Directions for this task: In the entries that follow, find the line containing "Target: window"; from there, copy every line exactly through the line containing "Target: blue striped comforter".
---------- Recorded information ----------
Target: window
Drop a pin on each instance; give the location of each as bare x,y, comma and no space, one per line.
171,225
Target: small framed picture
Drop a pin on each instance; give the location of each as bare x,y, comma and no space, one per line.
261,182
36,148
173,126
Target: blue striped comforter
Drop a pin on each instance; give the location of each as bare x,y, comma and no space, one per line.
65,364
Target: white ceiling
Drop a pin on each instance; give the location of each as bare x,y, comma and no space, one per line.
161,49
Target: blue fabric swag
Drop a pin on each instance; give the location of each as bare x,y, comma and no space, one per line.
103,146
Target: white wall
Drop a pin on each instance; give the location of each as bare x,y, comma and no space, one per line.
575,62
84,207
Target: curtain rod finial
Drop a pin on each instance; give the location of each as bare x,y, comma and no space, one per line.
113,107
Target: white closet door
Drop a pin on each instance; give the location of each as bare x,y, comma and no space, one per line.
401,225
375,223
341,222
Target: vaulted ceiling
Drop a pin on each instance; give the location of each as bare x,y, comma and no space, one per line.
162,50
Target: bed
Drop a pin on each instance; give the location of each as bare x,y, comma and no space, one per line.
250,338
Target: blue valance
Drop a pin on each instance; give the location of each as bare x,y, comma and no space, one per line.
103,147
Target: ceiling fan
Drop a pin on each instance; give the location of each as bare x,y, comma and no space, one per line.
----------
---------- Recorded information ----------
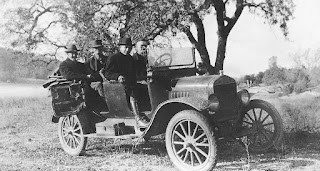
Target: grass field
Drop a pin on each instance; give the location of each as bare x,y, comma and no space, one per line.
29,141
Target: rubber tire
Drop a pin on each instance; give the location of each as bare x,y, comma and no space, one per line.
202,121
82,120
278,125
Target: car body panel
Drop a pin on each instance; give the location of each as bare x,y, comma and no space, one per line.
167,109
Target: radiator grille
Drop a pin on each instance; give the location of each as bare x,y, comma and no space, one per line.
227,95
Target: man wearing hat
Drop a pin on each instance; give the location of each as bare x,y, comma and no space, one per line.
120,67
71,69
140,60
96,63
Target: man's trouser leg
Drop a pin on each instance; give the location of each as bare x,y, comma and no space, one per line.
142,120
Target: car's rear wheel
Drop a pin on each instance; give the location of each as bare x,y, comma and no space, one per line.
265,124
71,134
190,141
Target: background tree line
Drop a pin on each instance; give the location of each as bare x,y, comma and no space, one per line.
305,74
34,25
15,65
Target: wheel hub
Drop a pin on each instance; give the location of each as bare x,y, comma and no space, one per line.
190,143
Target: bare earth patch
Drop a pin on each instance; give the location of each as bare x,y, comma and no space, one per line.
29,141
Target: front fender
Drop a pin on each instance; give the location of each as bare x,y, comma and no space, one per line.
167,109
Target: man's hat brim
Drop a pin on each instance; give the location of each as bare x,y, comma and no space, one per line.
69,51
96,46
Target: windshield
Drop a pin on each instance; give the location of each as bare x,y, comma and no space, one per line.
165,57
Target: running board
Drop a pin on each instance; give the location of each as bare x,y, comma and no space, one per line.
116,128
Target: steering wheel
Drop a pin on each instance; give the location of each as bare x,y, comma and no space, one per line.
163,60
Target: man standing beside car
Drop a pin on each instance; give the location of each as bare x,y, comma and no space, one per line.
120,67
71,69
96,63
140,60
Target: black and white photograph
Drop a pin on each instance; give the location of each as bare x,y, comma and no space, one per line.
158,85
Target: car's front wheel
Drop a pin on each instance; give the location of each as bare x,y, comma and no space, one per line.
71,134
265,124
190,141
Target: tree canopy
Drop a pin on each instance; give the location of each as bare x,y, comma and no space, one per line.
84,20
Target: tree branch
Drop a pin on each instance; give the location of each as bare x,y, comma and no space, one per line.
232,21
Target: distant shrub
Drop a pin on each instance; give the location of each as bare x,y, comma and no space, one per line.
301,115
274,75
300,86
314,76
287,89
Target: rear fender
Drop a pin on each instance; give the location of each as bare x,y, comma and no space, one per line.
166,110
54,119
----------
Answer box:
Target: window
Drop a pin on each instance; give the location of each as bare x,y, comma and no space, one per line.
171,225
Target: small framed picture
Drop a pin on each instance; give the location of each as bare x,y, comma and no space, one per line.
261,182
36,148
173,126
Target: blue striped comforter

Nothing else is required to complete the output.